** START **
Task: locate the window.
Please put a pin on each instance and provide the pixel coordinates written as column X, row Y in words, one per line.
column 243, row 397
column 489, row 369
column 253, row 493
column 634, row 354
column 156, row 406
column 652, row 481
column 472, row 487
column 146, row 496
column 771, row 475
** END **
#### TASK TO CARRY OUT
Please format every line of the material above as a numbered list, leaving out any blank lines.

#### OUTPUT FOR THIS EXERCISE
1. Task: locate the window.
2. Please put a pin on each instance and provide the pixel coordinates written as column X, row Y in words, one per line.
3. column 243, row 397
4. column 489, row 369
5. column 253, row 493
6. column 634, row 354
7. column 156, row 406
8. column 652, row 481
9. column 472, row 487
10. column 146, row 496
11. column 771, row 475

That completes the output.